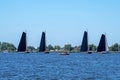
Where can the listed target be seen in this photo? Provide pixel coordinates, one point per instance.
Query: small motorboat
(46, 52)
(64, 53)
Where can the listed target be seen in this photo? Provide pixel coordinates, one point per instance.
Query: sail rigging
(23, 43)
(102, 44)
(42, 47)
(84, 46)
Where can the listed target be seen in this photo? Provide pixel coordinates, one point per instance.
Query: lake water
(76, 66)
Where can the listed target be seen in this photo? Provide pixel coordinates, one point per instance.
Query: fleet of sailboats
(102, 47)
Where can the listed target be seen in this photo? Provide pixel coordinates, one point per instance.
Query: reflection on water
(76, 66)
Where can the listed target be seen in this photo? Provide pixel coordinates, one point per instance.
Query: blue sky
(63, 20)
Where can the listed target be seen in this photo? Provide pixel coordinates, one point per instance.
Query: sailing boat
(102, 47)
(42, 47)
(22, 47)
(84, 46)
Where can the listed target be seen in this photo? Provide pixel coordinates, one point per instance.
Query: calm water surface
(76, 66)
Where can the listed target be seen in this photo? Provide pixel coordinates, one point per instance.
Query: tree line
(5, 46)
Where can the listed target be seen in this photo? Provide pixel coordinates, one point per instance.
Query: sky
(63, 20)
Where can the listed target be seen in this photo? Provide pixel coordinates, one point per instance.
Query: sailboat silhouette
(22, 47)
(42, 47)
(84, 46)
(102, 47)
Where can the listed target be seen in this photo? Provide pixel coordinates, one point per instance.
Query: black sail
(22, 45)
(102, 44)
(42, 47)
(84, 46)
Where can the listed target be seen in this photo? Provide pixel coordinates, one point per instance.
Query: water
(76, 66)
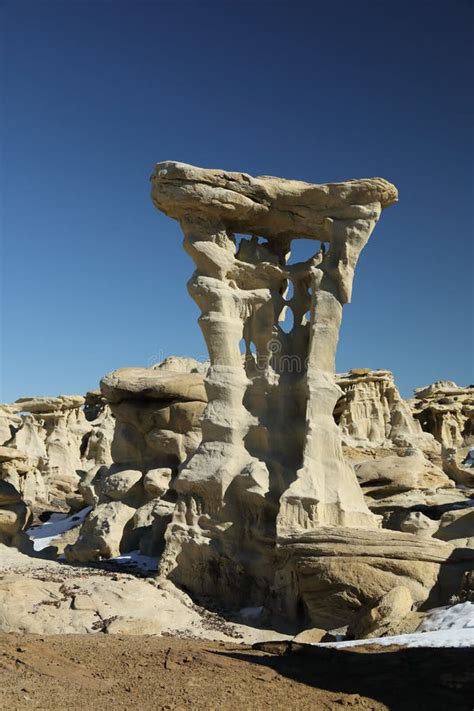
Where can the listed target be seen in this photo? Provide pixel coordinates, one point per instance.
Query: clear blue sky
(94, 278)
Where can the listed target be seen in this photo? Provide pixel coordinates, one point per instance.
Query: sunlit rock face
(446, 411)
(157, 415)
(58, 440)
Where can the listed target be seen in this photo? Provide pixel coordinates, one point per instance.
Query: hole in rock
(290, 291)
(288, 321)
(303, 249)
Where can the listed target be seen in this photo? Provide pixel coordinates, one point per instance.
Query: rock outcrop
(157, 415)
(15, 515)
(372, 412)
(270, 468)
(446, 411)
(53, 444)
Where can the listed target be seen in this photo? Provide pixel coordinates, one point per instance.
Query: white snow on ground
(42, 535)
(442, 627)
(137, 561)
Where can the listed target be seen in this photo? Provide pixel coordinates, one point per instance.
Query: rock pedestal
(270, 466)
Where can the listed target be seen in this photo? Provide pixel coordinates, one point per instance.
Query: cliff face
(57, 440)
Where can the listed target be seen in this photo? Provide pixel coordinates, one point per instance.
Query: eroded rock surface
(53, 442)
(157, 427)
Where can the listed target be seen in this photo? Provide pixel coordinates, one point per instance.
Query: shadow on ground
(421, 679)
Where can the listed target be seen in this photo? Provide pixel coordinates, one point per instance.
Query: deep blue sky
(94, 278)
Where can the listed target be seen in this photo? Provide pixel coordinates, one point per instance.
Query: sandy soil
(120, 672)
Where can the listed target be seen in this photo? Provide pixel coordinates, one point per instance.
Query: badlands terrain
(251, 531)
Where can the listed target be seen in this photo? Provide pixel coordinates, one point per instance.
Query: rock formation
(15, 515)
(268, 488)
(371, 412)
(157, 414)
(446, 411)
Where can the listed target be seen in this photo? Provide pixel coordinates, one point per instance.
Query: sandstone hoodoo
(268, 510)
(157, 427)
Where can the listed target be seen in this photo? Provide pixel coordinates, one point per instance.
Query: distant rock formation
(157, 413)
(56, 445)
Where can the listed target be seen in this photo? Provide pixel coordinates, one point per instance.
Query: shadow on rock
(421, 679)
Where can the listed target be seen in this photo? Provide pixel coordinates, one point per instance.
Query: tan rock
(101, 533)
(417, 523)
(134, 626)
(314, 635)
(269, 441)
(387, 614)
(156, 481)
(457, 527)
(395, 474)
(149, 384)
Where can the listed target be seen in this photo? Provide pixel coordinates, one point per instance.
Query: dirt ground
(125, 672)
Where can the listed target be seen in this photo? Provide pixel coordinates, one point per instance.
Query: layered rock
(157, 415)
(267, 506)
(55, 445)
(15, 515)
(446, 411)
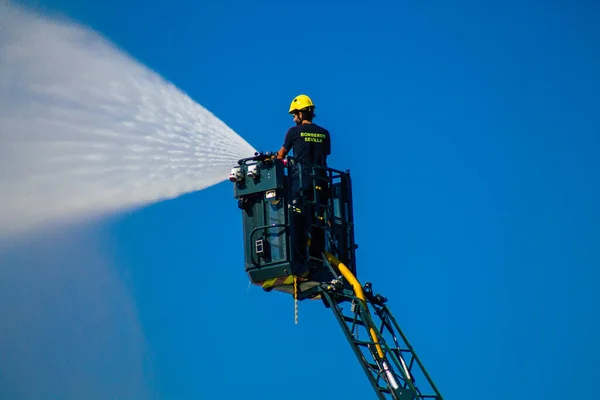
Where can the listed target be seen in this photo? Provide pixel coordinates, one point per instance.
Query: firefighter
(311, 144)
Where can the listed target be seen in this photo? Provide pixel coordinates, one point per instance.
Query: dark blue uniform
(311, 144)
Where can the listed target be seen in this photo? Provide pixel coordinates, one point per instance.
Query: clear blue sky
(472, 133)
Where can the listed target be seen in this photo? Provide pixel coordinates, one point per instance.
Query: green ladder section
(400, 375)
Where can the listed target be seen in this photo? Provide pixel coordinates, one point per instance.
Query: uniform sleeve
(288, 141)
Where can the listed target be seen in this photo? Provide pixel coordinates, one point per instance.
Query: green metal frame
(399, 375)
(259, 219)
(412, 382)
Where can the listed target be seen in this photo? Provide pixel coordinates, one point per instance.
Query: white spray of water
(86, 130)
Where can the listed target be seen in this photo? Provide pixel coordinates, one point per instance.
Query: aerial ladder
(301, 242)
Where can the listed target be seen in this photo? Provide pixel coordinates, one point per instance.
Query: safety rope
(296, 299)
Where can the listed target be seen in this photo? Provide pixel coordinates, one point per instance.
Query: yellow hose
(346, 273)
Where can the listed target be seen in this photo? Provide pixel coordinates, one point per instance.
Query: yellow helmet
(300, 102)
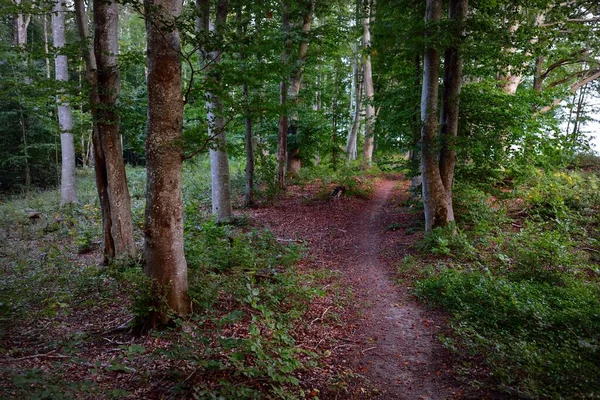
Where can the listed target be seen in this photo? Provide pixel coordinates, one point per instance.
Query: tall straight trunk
(219, 163)
(438, 210)
(351, 144)
(249, 187)
(283, 117)
(294, 160)
(163, 244)
(106, 49)
(369, 88)
(47, 59)
(450, 100)
(512, 80)
(249, 190)
(89, 57)
(415, 150)
(21, 23)
(68, 189)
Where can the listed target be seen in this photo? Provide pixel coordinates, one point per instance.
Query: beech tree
(68, 189)
(368, 84)
(438, 154)
(102, 75)
(163, 232)
(219, 163)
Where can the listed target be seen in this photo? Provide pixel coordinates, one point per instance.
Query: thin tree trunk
(283, 117)
(163, 244)
(108, 249)
(45, 27)
(106, 48)
(21, 23)
(450, 101)
(68, 189)
(369, 88)
(219, 163)
(249, 190)
(435, 201)
(294, 162)
(249, 187)
(351, 145)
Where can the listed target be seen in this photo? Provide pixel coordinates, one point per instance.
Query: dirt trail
(399, 352)
(392, 338)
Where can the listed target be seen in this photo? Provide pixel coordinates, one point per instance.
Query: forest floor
(374, 340)
(391, 339)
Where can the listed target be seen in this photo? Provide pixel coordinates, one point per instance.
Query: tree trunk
(114, 245)
(438, 208)
(68, 189)
(249, 190)
(21, 23)
(163, 244)
(283, 117)
(450, 100)
(219, 163)
(369, 88)
(108, 249)
(106, 48)
(294, 160)
(512, 81)
(249, 187)
(351, 144)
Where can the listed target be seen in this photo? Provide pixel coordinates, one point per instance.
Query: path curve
(390, 338)
(398, 351)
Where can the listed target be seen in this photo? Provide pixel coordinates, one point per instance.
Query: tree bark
(351, 145)
(219, 163)
(249, 183)
(68, 189)
(21, 23)
(108, 249)
(438, 211)
(294, 160)
(450, 100)
(283, 117)
(163, 244)
(368, 84)
(106, 48)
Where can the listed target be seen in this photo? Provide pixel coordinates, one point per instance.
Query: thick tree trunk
(369, 88)
(106, 48)
(219, 163)
(438, 208)
(450, 101)
(249, 187)
(294, 160)
(21, 23)
(163, 245)
(511, 80)
(249, 190)
(283, 117)
(351, 144)
(68, 189)
(108, 249)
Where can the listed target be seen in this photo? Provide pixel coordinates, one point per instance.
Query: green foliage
(537, 339)
(521, 285)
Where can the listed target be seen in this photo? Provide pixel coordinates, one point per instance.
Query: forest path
(398, 350)
(392, 338)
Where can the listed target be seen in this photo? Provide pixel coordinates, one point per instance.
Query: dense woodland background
(158, 122)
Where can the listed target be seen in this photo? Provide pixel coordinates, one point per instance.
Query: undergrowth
(520, 280)
(63, 318)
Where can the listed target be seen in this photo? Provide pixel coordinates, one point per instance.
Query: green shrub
(536, 338)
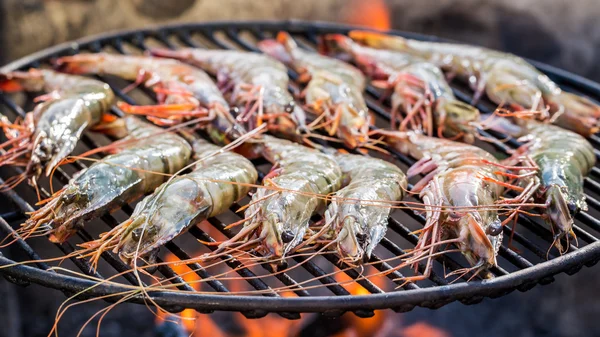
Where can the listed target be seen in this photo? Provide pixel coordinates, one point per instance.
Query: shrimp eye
(136, 234)
(361, 237)
(290, 107)
(495, 228)
(287, 236)
(152, 230)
☆ ☆ ☆ ☆
Can you gather every line from the entries above that contains the word "blue"?

# Correct answer
Query: blue sky
Query: clear blue sky
Query: deep blue sky
Query: dark blue uniform
Query: clear blue sky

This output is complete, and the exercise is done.